Please express everything from the start of the material down to the line containing "[[171, 685]]", with that line included, as a Markdown table whose columns are Row and Line. Number each row and leave out blank lines.

_Material shown:_
- - -

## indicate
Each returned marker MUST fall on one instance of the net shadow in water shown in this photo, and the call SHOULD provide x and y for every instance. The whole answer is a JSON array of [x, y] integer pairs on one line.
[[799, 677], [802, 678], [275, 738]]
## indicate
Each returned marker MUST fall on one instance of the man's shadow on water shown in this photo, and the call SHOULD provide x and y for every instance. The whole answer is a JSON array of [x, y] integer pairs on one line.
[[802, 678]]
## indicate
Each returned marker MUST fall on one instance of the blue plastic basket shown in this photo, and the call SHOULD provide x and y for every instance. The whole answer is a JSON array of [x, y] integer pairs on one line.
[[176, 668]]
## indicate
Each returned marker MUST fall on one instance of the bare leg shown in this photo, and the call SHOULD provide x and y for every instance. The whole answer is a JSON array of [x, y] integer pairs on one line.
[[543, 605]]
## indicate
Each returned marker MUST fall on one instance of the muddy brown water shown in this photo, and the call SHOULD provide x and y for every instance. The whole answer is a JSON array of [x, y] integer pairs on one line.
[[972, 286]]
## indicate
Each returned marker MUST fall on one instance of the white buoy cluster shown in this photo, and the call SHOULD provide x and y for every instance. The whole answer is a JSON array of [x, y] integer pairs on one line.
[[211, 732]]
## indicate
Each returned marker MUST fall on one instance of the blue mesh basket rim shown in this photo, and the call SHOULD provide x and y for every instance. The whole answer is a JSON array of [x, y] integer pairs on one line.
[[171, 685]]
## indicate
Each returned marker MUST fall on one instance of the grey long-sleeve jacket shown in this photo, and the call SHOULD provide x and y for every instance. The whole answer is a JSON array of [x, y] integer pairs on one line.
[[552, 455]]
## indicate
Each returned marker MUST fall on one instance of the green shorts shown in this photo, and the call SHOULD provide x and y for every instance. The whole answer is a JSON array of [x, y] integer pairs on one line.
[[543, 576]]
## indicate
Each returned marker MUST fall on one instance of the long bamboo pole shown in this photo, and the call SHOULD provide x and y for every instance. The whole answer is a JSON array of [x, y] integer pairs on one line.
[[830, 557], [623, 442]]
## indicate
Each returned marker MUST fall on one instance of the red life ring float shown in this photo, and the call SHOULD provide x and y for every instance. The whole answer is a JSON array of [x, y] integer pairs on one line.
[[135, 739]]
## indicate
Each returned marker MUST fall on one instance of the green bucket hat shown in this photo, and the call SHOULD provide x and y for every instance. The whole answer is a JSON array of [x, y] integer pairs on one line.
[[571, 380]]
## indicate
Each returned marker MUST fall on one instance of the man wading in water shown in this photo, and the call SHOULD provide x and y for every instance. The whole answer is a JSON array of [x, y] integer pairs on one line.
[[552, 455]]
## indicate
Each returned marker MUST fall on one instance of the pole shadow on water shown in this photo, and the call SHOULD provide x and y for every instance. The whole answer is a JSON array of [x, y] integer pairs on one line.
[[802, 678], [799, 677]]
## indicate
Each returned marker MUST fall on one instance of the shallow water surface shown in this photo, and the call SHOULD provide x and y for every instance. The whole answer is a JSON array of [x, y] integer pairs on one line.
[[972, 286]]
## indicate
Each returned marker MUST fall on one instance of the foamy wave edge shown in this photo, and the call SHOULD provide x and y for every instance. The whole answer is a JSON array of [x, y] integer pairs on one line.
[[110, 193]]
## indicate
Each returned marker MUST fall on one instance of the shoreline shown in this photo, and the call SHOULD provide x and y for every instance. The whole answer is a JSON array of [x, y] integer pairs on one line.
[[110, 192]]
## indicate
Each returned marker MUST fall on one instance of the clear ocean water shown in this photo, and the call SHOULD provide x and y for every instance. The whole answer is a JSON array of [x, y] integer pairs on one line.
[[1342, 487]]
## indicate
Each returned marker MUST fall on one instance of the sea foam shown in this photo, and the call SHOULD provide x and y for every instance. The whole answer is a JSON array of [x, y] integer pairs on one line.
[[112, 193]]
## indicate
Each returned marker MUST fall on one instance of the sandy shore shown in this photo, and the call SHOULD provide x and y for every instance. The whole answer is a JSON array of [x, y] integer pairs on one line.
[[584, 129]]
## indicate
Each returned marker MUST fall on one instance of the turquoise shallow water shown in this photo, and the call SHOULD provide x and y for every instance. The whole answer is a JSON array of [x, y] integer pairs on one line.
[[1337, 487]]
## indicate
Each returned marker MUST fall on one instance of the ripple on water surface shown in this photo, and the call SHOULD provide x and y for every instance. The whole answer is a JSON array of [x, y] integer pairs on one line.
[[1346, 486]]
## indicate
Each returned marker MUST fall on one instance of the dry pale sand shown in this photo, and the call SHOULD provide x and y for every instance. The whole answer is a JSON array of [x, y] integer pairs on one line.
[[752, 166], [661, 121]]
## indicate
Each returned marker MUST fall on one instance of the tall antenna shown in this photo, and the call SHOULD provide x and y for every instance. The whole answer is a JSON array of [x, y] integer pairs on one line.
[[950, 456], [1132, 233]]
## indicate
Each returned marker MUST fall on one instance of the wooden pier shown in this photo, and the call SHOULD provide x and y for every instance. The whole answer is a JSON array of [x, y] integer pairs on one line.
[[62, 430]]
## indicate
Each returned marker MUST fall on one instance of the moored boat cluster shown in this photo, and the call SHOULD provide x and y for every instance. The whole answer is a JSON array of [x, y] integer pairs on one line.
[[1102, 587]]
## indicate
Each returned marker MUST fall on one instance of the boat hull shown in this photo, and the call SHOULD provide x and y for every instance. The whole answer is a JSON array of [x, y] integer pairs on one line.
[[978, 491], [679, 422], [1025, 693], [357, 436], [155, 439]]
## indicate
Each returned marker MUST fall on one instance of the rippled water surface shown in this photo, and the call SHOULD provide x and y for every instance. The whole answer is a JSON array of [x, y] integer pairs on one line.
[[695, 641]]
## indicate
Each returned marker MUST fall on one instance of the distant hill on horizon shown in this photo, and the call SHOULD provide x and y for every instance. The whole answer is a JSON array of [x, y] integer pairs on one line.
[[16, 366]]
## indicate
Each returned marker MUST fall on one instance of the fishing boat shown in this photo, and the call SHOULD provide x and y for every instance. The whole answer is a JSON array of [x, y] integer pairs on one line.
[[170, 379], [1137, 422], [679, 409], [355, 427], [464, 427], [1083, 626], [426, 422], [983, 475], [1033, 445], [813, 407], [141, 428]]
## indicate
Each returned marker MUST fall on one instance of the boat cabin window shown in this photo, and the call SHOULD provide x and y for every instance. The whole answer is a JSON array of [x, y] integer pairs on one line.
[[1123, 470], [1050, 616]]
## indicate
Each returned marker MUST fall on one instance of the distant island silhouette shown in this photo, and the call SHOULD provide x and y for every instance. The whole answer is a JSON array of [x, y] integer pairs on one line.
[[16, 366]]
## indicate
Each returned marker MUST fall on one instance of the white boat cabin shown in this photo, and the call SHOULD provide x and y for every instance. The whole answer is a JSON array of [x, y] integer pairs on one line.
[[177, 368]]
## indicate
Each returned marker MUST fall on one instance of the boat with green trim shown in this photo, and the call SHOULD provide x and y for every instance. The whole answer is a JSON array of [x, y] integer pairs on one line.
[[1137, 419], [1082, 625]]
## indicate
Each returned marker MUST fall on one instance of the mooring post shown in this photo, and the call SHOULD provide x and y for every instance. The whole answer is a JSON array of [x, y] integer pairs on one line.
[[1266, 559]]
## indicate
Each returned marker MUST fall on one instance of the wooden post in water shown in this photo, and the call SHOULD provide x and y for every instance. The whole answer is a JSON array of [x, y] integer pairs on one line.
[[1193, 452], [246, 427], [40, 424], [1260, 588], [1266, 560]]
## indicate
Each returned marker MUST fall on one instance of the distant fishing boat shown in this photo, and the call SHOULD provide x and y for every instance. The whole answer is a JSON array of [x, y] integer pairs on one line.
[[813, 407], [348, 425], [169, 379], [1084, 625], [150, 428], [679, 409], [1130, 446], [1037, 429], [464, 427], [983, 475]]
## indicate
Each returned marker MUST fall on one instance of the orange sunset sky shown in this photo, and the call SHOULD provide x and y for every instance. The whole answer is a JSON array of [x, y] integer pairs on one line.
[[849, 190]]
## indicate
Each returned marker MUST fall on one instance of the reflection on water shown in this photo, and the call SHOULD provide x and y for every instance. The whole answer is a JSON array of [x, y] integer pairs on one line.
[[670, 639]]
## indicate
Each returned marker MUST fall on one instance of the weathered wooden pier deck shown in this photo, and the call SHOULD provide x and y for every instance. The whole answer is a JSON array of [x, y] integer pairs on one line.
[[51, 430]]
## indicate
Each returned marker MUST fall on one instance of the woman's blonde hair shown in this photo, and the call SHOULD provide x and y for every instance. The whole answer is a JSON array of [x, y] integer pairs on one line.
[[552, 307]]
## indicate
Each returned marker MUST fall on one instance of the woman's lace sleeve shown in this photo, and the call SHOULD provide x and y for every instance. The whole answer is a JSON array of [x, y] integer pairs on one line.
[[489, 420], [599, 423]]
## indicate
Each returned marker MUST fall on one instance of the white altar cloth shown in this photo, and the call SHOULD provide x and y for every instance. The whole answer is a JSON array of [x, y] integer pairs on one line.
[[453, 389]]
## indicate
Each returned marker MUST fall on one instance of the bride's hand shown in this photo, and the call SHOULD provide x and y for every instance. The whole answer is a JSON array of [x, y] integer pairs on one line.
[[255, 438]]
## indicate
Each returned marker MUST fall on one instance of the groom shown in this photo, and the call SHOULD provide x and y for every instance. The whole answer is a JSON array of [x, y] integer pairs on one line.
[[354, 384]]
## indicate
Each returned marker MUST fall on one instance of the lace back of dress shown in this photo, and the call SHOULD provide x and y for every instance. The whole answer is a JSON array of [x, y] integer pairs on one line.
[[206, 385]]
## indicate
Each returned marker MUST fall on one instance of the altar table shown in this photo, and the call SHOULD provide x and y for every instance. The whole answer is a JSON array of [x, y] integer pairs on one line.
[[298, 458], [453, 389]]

- - -

_Reply:_
| Row | Line |
|---|---|
| 1 | ## indicate |
| 2 | Each returned marker MUST fall on one instance of the net shadow in water shown in this photo, and the call SHOULD provide x and y for every instance. The whole answer is a JSON array of [x, y] integer pairs on one line. |
| 3 | [[799, 677], [802, 678], [275, 738]] |
| 4 | ## indicate |
| 5 | Each returned marker MUST fall on one instance of the man's shadow on water shown in this photo, and the call SHOULD provide x and y for every instance. The whole answer is a JSON array of [x, y] integer pairs on one line. |
| 6 | [[802, 678]] |
| 7 | ## indicate |
| 8 | Each returned marker MUST fall on one instance of the blue plastic basket shown in this photo, and the call SHOULD provide x and y for every instance. The whole answer is a JSON array of [x, y] integer pairs on one line. |
| 9 | [[176, 668]] |
| 10 | ## indicate |
| 11 | Each returned marker MUST fall on one instance of the bare leg shown in this photo, and the call SHOULD provide x and y for every instance. The whole answer is a JSON array of [x, y] integer pairs on one line. |
| 12 | [[543, 605]] |
| 13 | ## indicate |
| 14 | Each returned marker MUST fall on one instance of the muddy brown water shown in this photo, and the call SHOULD provide x and y for every instance. The whole answer is a JSON array of [x, y] integer pairs on one line. |
| 15 | [[972, 286]] |
| 16 | ## indicate |
| 17 | Each returned marker MUST fall on one instance of the white buoy cluster shown in this photo, and the call SHOULD provide x and y for every instance. The whole answer is a JSON array of [x, y] integer pairs on one line. |
| 18 | [[211, 732]] |
| 19 | ## indicate |
| 20 | Each returned marker MUST fall on one instance of the blue mesh basket rim shown in this photo, and the call SHOULD provide x and y for every instance. The whole answer is a JSON array of [x, y] integer pairs on one line. |
| 21 | [[171, 685]] |